TASK REQUIREMENTS = Leave out the images and return all the data word for word.

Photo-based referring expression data
════════════════════

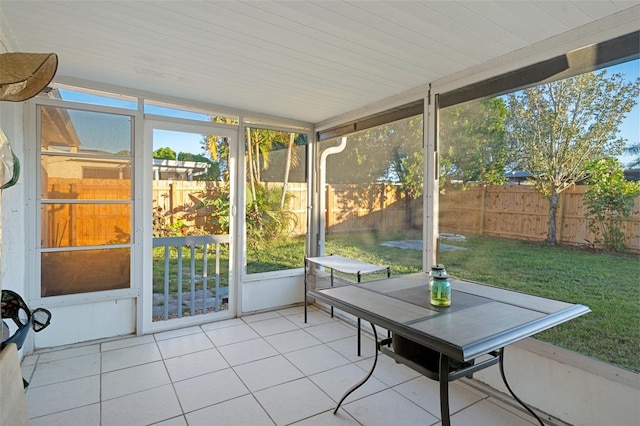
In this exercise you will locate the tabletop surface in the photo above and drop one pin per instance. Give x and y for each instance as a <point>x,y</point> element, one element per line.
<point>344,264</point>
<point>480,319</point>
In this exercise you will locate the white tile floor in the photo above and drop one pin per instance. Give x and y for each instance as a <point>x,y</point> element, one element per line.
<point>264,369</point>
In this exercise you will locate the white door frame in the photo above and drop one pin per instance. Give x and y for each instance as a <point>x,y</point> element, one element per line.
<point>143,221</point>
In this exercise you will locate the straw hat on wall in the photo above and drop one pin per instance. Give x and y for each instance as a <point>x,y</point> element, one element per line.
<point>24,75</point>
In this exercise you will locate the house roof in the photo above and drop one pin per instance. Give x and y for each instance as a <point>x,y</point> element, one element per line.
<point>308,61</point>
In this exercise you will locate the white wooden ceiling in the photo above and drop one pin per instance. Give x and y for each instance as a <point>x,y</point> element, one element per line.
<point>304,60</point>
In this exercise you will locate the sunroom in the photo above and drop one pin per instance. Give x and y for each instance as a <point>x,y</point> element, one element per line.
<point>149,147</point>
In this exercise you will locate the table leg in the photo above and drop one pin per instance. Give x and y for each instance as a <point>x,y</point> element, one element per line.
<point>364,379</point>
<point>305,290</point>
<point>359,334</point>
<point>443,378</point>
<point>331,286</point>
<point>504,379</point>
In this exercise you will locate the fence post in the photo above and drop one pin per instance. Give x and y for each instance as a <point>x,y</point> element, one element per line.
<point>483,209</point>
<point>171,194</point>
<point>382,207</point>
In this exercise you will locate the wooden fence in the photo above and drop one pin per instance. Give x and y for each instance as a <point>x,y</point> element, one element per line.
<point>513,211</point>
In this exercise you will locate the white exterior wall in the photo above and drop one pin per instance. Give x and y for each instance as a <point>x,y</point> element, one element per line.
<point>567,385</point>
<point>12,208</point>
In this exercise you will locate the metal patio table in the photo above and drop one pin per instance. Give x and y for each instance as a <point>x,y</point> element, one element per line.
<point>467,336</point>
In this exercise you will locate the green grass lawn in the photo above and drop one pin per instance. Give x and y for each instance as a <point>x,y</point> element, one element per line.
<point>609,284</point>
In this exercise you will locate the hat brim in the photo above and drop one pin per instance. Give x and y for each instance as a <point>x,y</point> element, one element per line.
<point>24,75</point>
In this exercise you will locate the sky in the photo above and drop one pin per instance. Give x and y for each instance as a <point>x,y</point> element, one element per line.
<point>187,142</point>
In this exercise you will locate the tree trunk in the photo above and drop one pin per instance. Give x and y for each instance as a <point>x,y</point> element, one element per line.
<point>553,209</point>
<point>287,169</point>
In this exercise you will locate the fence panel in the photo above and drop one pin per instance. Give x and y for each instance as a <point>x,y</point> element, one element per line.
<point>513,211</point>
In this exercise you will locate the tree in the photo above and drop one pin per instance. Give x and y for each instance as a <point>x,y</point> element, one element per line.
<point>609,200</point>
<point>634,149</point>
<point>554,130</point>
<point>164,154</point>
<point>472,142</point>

════════════════════

WRITTEN RESPONSE =
In this exercise you will locate the tabletop surface in the photo above and drop one pin per instance. Give x and y for each instance as a <point>x,y</point> element, one element per line.
<point>344,264</point>
<point>480,319</point>
In this exercise you will locate the white tile floor in the photo above and drop one pin per instance. Give x and y for each instance as a <point>x,y</point> element, one element per line.
<point>264,369</point>
In this exercise you will locate the white door frame in the photo above and drop one pin per instance. Give x and y for each instance as a <point>x,y</point> element, one element per line.
<point>143,221</point>
In this exercise you will locate the straw hat on wall in the photo above and drop one pin per instance. Give x and y for each instance as a <point>x,y</point> element, one element per line.
<point>24,75</point>
In this exercise you will locate the house roof in the photo above and drop one pin per instance. Give x and y for each instance as a <point>x,y</point> element, one element per line.
<point>308,61</point>
In this exercise you will locate the white wooden ceiling in the photo above and drop one pin per instance. Give x and y for each instance as a <point>x,y</point> element, one element per line.
<point>304,60</point>
In this exercise you will locate the sunroom in the photo above and drop one pin per instance. Give x and y for each instance as a <point>x,y</point> element, one element per line.
<point>149,147</point>
In this exercise you will locate the table leg in the photo above and drop one pin per instance. Give x and y for each instance as a <point>x,y</point> element, one element per line.
<point>364,379</point>
<point>305,290</point>
<point>359,334</point>
<point>443,378</point>
<point>331,286</point>
<point>504,379</point>
In this exercise you will locate the fence post in the photo above and drop one pin per instance. Give x and y for each instance as a <point>x,y</point> element, one element per line.
<point>483,209</point>
<point>171,194</point>
<point>382,207</point>
In this exercise you will locate the wooden fence in the photo above and drop one pin per instance. Give x and y for each instance as a <point>x,y</point> element, one element per line.
<point>513,211</point>
In this exercise you will locate the white exterior wall in the photo above and drop one pin per instance. Give x and y for each instance as a <point>x,y</point> element, one element per line.
<point>567,385</point>
<point>12,208</point>
In this exercise you will locate the metal patio table in the photo above and drop one pin per instance. Give x and y for each instance as a <point>x,y</point> element, one element per line.
<point>467,336</point>
In this exercise you will locate the green grass lawn in the photo above and drop one pin per instance. Give x and y for each instance as a <point>x,y</point> element, one element per line.
<point>609,284</point>
In this exercise you will locate the hat brim in the photo above and drop one pin per instance. Give x and y for each instance as a <point>x,y</point> element, one element per line.
<point>24,75</point>
In this exercise you will locate the sky in the photo above and drop one pin per instance. Give x and y for each instance as a <point>x,y</point> element, one element per line.
<point>187,142</point>
In this exercise you will locate the tree trunk in the photo above and drop one pin per instance. Give x and y for each instance as a <point>x,y</point> element, one element per line.
<point>553,209</point>
<point>287,169</point>
In this exercise you will locate the fence panel in the photo above and drop one pin per instance. Give x and y for each instance as a <point>x,y</point> element, one element per line.
<point>513,211</point>
In this exercise you will locate the tree in the photo above and drop one pin per instance. Give x and y for each instance as a <point>x,y</point> element, one element per line.
<point>609,200</point>
<point>634,149</point>
<point>554,130</point>
<point>164,154</point>
<point>472,142</point>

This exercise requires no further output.